- Set problem:
Render all of the data below as a JSON list of strings, one string per line, leaving out any blank lines.

- Listing:
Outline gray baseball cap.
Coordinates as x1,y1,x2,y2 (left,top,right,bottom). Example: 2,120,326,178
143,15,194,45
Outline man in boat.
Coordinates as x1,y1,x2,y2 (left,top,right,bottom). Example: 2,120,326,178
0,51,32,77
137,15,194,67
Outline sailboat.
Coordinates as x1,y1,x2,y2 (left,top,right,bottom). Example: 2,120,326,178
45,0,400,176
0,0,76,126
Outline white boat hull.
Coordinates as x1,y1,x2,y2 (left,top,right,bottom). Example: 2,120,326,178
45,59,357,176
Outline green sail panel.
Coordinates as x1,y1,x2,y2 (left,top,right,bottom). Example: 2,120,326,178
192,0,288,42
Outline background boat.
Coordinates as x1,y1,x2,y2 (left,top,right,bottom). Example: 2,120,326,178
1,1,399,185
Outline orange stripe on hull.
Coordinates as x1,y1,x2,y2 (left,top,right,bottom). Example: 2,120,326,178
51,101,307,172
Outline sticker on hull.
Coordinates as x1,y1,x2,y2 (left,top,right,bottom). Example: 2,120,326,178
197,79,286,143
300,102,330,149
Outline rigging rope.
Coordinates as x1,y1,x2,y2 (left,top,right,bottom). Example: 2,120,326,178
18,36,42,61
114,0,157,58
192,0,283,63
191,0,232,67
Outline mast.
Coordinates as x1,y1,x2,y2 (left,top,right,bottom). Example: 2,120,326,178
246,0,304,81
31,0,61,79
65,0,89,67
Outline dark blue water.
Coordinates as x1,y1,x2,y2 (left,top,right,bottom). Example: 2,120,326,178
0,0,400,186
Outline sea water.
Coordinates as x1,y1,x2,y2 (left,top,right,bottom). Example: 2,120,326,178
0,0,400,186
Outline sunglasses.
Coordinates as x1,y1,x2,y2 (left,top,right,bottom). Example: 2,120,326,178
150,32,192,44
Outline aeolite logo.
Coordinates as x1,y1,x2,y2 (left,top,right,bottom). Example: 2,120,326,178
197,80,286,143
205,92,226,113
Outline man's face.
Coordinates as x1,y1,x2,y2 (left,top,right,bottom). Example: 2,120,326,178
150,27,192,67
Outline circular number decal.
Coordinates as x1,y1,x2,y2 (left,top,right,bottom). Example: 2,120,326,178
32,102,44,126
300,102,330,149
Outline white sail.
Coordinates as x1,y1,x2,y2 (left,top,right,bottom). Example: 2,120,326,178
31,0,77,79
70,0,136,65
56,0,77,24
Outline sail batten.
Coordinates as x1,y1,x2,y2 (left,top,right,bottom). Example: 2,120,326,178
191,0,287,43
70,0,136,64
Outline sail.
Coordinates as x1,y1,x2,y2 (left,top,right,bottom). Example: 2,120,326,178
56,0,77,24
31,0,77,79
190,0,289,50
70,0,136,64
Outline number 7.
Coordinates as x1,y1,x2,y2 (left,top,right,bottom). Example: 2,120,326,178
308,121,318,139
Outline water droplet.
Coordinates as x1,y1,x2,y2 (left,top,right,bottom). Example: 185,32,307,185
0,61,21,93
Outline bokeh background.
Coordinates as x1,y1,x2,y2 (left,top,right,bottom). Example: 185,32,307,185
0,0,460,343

- Response to this exercise:
[
  "Outline gray baseball cap.",
  "Coordinates as x1,y1,x2,y2 (left,top,right,bottom). Example: 2,120,326,178",
  "143,15,194,45",
  "Outline man in boat.",
  "Coordinates as x1,y1,x2,y2 (left,top,right,bottom). Example: 2,120,326,178",
  "0,51,32,77",
  "137,15,194,67",
  "Outline sailboat.",
  "Coordinates as x1,y1,x2,y2 (left,top,right,bottom). Example: 2,120,326,178",
  "45,0,400,176",
  "0,0,76,126",
  "Outline white boat hull.",
  "Coordinates as x1,y1,x2,y2 (left,top,right,bottom). Example: 2,120,326,178",
  "45,59,357,176",
  "Outline green sail panel.",
  "Coordinates as x1,y1,x2,y2 (left,top,right,bottom). Example: 2,120,326,178",
  "192,0,288,42",
  "Outline background boat.",
  "Coordinates as x1,y1,x2,y2 (left,top,right,bottom). Example: 2,120,326,178",
  "1,1,399,185",
  "Outline orange stripe on hull.",
  "Coordinates as x1,y1,x2,y2 (left,top,right,bottom). Example: 2,120,326,178",
  "51,101,307,172",
  "Outline sticker on hull.",
  "Coordinates as x1,y1,x2,y2 (left,top,right,bottom). Example: 2,120,326,178",
  "197,79,286,143",
  "300,102,330,149",
  "Outline rigging rope.",
  "Coordinates as x1,y1,x2,y2 (left,top,right,bottom). Example: 2,120,326,178",
  "18,36,42,61",
  "114,0,157,58",
  "192,0,283,63",
  "191,0,232,67",
  "Outline mast.",
  "Coordinates as x1,y1,x2,y2 (left,top,right,bottom). Example: 2,120,326,178",
  "246,0,304,81",
  "31,0,61,79",
  "65,0,89,67",
  "Outline dark blue water.",
  "Coordinates as x1,y1,x2,y2 (left,top,right,bottom). Example: 2,120,326,178",
  "0,0,400,186",
  "Outline sea water.",
  "Coordinates as x1,y1,x2,y2 (left,top,right,bottom). Example: 2,120,326,178",
  "0,0,400,186",
  "Outline sunglasses.",
  "Coordinates as x1,y1,x2,y2 (left,top,right,bottom). Example: 2,120,326,178",
  "150,32,192,44",
  "Outline aeolite logo.",
  "Coordinates as x1,y1,x2,y2 (left,top,right,bottom). Example: 2,120,326,178",
  "197,80,286,143",
  "205,92,226,113",
  "Outline man's face.",
  "Coordinates as x1,y1,x2,y2 (left,top,right,bottom). Example: 2,120,326,178",
  "150,27,192,67",
  "Outline circular number decal.",
  "Coordinates as x1,y1,x2,y2 (left,top,right,bottom). Example: 2,120,326,178",
  "32,102,44,126",
  "300,102,330,149",
  "Outline white sail.",
  "Coordinates as x1,y1,x2,y2 (left,top,right,bottom). Example: 2,120,326,178",
  "31,0,77,79",
  "70,0,136,65",
  "56,0,77,24",
  "Outline sail batten.",
  "Coordinates as x1,y1,x2,y2 (left,top,right,bottom). Example: 2,120,326,178",
  "191,0,287,43",
  "70,0,136,64",
  "Outline sail.",
  "Coordinates as x1,y1,x2,y2 (left,top,right,bottom). Example: 2,120,326,178",
  "56,0,77,24",
  "31,0,77,79",
  "190,0,289,50",
  "70,0,136,64",
  "Outline number 7.",
  "Coordinates as x1,y1,x2,y2 (left,top,right,bottom). Example: 2,120,326,178",
  "308,121,318,139",
  "Outline water droplet.",
  "Coordinates as x1,y1,x2,y2 (left,top,right,bottom). Example: 185,32,307,185",
  "0,61,21,93",
  "Outline bokeh background.",
  "Coordinates as x1,y1,x2,y2 (left,top,right,bottom). Example: 185,32,307,185",
  "0,0,460,343"
]